→ **INSTRUCTIONS FOR THE TASK**
Reproduce the entries exactly and omit the pictures.

━━━━━ EXCERPTED DATA ━━━━━

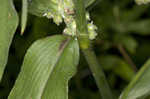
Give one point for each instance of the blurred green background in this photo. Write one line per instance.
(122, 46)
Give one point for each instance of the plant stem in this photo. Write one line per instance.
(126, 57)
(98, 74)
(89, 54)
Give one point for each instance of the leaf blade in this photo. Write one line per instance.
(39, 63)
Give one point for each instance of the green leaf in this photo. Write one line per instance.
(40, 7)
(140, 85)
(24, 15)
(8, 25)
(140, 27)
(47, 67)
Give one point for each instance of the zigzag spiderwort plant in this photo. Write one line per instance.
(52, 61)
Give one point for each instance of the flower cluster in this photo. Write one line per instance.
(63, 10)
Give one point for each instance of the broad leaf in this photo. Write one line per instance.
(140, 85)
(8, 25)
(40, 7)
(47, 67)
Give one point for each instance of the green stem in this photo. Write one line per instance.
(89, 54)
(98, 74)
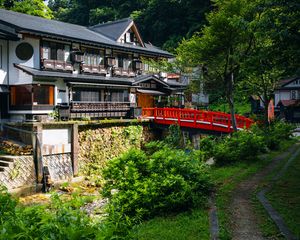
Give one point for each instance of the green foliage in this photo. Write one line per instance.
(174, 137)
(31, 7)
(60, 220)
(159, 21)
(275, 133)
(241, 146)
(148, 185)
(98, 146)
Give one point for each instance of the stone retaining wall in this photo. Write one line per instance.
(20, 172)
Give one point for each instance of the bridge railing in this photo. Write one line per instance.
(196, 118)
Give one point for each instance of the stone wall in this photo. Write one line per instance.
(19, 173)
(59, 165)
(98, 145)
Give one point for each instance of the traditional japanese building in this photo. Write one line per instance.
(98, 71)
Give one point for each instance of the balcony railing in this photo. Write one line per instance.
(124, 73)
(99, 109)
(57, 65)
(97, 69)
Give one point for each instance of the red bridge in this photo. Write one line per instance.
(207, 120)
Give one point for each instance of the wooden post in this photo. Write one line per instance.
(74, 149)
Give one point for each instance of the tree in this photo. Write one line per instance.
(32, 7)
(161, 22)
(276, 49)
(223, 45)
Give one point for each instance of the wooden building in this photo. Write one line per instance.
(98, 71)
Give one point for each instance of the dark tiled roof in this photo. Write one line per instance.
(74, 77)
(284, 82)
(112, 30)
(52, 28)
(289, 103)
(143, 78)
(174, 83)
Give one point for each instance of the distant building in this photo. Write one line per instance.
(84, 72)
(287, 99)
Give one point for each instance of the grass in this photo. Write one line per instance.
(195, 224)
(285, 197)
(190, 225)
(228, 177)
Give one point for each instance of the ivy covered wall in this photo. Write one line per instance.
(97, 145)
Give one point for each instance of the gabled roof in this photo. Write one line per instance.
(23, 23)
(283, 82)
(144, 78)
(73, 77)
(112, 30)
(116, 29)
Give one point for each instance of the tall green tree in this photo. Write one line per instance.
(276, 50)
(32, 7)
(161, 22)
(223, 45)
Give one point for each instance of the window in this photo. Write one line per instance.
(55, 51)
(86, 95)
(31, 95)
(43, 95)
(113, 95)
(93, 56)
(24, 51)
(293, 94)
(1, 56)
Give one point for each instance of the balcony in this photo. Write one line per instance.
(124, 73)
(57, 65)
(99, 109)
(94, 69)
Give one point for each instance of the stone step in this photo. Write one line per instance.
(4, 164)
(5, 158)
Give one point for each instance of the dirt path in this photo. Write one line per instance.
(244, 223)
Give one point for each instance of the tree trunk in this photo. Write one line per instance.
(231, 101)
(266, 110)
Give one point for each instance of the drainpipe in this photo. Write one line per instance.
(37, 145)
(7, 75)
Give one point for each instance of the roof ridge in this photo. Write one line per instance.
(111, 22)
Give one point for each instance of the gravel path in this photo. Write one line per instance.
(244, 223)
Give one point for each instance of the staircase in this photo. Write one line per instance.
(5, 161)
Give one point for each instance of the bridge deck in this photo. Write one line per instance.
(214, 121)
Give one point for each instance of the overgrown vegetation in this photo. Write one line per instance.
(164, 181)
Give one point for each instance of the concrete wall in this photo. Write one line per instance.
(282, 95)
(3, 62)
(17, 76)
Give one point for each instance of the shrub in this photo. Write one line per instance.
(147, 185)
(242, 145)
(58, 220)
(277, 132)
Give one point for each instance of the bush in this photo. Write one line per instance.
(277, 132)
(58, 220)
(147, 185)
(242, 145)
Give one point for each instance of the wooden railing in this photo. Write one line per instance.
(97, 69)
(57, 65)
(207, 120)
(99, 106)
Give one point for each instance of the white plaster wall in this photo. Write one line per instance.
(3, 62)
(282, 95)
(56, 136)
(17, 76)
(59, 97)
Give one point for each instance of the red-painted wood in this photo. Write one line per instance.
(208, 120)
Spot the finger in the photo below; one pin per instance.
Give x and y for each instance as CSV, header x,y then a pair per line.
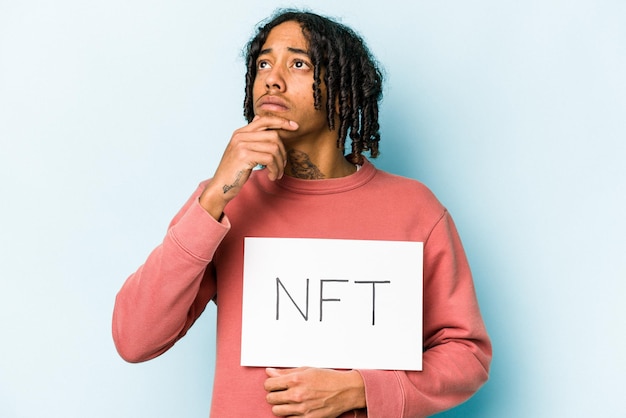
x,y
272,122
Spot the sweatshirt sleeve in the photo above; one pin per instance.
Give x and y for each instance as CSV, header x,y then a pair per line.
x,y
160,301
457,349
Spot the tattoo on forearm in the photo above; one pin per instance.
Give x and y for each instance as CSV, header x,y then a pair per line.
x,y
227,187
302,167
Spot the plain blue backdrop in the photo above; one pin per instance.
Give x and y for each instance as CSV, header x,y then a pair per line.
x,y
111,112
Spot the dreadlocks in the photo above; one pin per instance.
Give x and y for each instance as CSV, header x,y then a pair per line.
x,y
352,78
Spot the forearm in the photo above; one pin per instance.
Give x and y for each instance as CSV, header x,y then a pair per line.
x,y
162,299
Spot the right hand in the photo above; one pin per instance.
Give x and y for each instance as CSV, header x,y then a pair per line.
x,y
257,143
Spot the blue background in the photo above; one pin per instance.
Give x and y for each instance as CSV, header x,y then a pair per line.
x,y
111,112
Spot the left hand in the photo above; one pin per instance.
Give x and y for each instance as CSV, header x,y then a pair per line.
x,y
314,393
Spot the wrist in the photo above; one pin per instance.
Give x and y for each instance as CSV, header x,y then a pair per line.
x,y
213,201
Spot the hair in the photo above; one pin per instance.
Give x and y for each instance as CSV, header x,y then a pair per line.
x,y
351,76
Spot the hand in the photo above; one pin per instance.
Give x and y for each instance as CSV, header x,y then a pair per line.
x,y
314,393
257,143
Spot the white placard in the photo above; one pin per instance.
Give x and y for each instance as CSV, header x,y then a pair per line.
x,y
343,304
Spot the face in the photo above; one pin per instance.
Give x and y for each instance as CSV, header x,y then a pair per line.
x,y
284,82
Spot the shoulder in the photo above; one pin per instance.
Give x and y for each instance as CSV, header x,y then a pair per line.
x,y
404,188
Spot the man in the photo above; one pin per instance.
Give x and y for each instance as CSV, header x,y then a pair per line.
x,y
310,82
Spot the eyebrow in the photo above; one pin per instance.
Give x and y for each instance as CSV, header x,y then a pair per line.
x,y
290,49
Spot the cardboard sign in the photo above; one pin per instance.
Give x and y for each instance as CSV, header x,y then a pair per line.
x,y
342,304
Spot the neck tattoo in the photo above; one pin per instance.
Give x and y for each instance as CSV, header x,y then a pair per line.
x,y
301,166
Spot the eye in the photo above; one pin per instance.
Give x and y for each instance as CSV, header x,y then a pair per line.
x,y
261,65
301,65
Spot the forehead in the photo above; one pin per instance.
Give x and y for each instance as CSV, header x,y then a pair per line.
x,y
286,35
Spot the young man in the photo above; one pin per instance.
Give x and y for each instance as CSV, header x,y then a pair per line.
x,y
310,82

━━━━━

→ **TASK SOLUTION**
Give one point for each instance of the blurred green background in this photo. Write one line per instance.
(122, 46)
Give one point for each instance of the plant stem in this photo. Write one line per instance.
(126, 57)
(98, 74)
(89, 54)
Give one point for each instance of the leaf blade in this photo. Write one line per instance.
(39, 63)
Give one point for each instance of the green leaf in this photo. Write one line per instance.
(40, 7)
(140, 85)
(24, 15)
(8, 25)
(140, 27)
(47, 67)
Give one point for each instance of the zigzag spiderwort plant in this photo. Write one line per instance.
(52, 61)
Give one point for each instance of the flower cluster in this photo. Write one line per instance.
(63, 10)
Give one point for each instance of the broad leaf in this photo. Write one line per instance.
(140, 85)
(8, 25)
(40, 7)
(47, 67)
Give one point for each instance of the green stem in this photo. Write one line per instance.
(89, 54)
(98, 74)
Give one point for each instance of the green foliage in this photo. Write one line per instance.
(174, 137)
(31, 7)
(60, 220)
(159, 21)
(275, 133)
(241, 146)
(148, 185)
(98, 146)
Give one point for each instance of the stone retaining wall in this photo. Write one line per instance.
(20, 172)
Give one point for each instance of the bridge railing in this photo. Write one line per instance.
(196, 118)
Give one point for each instance of the stone wall in this photo. Write one line per instance.
(19, 173)
(59, 165)
(98, 145)
Give one point for each instance of the traditional japanese building in this photo. Write one line per instance.
(98, 71)
Give one point for each instance of the balcony railing in this photo. Write one line per instance.
(124, 73)
(99, 109)
(57, 65)
(97, 69)
Give one point for each instance of the red bridge in this photo. Write one line per instance.
(207, 120)
Give one point for each instance of the wooden post in this photo. Write one line per instance.
(74, 149)
Give one point for each instance of the tree in this photo. Write one line per instance.
(32, 7)
(161, 22)
(276, 49)
(223, 45)
Give one point for each instance of the wooden building in this photo. Write one line per instance.
(98, 71)
Give one point for each instance of the dark tiled roof in this photo. Write one line per instance.
(74, 77)
(284, 82)
(112, 30)
(52, 28)
(289, 103)
(143, 78)
(174, 83)
Give one point for each instance of the distant building in this photo. Write one line per instance.
(84, 72)
(287, 99)
Give one point for each instance of the grass in this photo. Write one line per instance.
(195, 224)
(285, 197)
(190, 225)
(228, 177)
Give one point for each instance of the ivy covered wall in this photo. Write one line per instance.
(97, 145)
Give one point for each instance of the gabled roof in this photo. Write one line per instance.
(23, 23)
(283, 82)
(144, 78)
(73, 77)
(112, 30)
(116, 29)
Give one point for each instance of the tall green tree in this photo. Write one line per instance.
(276, 50)
(32, 7)
(161, 22)
(223, 45)
Give one point for each instance of the window in this photo. Write one line per instance.
(55, 51)
(86, 95)
(31, 95)
(43, 95)
(113, 95)
(93, 56)
(24, 51)
(293, 94)
(1, 56)
Give one point for each instance of the balcony in this photo. Write one line per instance.
(124, 73)
(57, 65)
(99, 109)
(94, 69)
Give one point for each instance of the stone step in this photo. Write one line per instance.
(4, 164)
(5, 158)
Give one point for each instance of the dirt path in this photo. Write one line per instance.
(244, 223)
Give one point for each instance of the tree trunk in this photo. Write one line per instance.
(231, 101)
(266, 110)
Give one point for each instance of the drainpipe in this photo. Write one line per instance.
(37, 145)
(7, 75)
Give one point for each instance of the roof ridge in this photo. Write one line per instance.
(111, 22)
Give one point for each instance of the gravel path in this photo. Write one line per instance.
(244, 223)
Give one point for each instance of the staircase in this photo. Write one line per instance.
(5, 161)
Give one point for each instance of the bridge deck in this photo. Write one line per instance.
(214, 121)
Give one point for each instance of the overgrown vegetation in this photo. Write one line per instance.
(164, 181)
Give one point for each instance of the concrete wall in this photo. Write one line per instance.
(282, 95)
(3, 62)
(17, 76)
Give one point for each instance of the shrub in this photo. Write one line per instance.
(147, 185)
(242, 145)
(58, 220)
(277, 132)
Give one point for each instance of the bush in this photo. Write one line per instance.
(277, 132)
(58, 220)
(147, 185)
(242, 145)
Give one point for each instance of the wooden railing in this photo. Write one line per instance.
(97, 69)
(57, 65)
(207, 120)
(99, 106)
Give one point for each instance of the white plaster wall in this photo. Write one line per instance.
(3, 62)
(282, 95)
(56, 136)
(17, 76)
(59, 97)
Give one point for each instance of the red-painted wood in this photo. Write one line per instance.
(208, 120)
Spot the finger in the photo below; one pin per instance.
Give x and y for each instance as CSV, header x,y then a pair per line.
x,y
272,122
Spot the sweatshirt sleeve in the photo above; one pin per instance.
Give x and y for each instance as CSV, header x,y then a pair per line.
x,y
160,301
457,349
Spot the tattoo on forearm in the photo above; one pin per instance.
Give x and y for each instance as CSV, header x,y then a pair per line.
x,y
227,187
302,167
Spot the plain blue backdrop in the photo above; one pin per instance.
Give x and y for each instance as CSV, header x,y then a pair per line.
x,y
111,112
Spot the dreadlocks in the photo above; one pin per instance.
Give x and y for each instance as CSV, header x,y then a pair per line.
x,y
352,78
Spot the forearm in the photo above; one pin per instance.
Give x and y for each instance as CSV, header x,y then a pair per line.
x,y
162,299
Spot the right hand in the photo above; one pin per instance.
Give x and y for each instance as CSV, header x,y then a pair per line.
x,y
257,143
Spot the blue background in the photo above; one pin per instance.
Give x and y for each instance as CSV, header x,y then a pair per line.
x,y
111,112
Spot the left hand in the photo above; one pin per instance.
Give x and y for each instance as CSV, header x,y then a pair per line.
x,y
314,393
Spot the wrist in the photo above; one pin per instance.
Give x and y for each instance as CSV, header x,y then a pair per line.
x,y
213,201
Spot the hair in the photo above; one pin per instance.
Give x and y for each instance as CSV, header x,y then a pair per line.
x,y
351,76
Spot the hand in the photo above; one pin per instance.
Give x and y for each instance as CSV, header x,y then a pair per line.
x,y
314,393
257,143
Spot the white placard in the photo above; one pin per instance.
Give x and y for each instance as CSV, header x,y then a pair per line.
x,y
343,304
Spot the face in the photo above; one pin per instance.
Give x and y for each instance as CSV, header x,y then a pair per line.
x,y
284,82
Spot the shoulder in the photo above; one pin per instance.
Give x and y for each instance as CSV, header x,y then a pair per line.
x,y
404,188
Spot the man in the photo above; one pin per instance.
Give x and y for each instance as CSV, header x,y then a pair per line.
x,y
310,82
Spot the eyebrow in the photo above; one pin per instance.
Give x and y for each instance as CSV, header x,y then a pair per line.
x,y
290,49
Spot the cardboard sign in the photo above; one pin per instance.
Give x and y for each instance as CSV, header x,y then a pair per line.
x,y
342,304
Spot the neck tattoo in the photo above; one pin per instance.
Give x and y for each instance as CSV, header x,y then a pair per line.
x,y
301,166
Spot the eye in the photo above; one pin per instance.
Give x and y for each instance as CSV, header x,y then a pair per line.
x,y
261,65
301,65
Spot the forehead in the photo above; one pin per instance.
Give x and y for each instance as CSV, header x,y then a pair per line.
x,y
286,35
Spot the young man in the photo above; one pin per instance.
Give x and y for each instance as CSV, header x,y then a pair per line.
x,y
310,82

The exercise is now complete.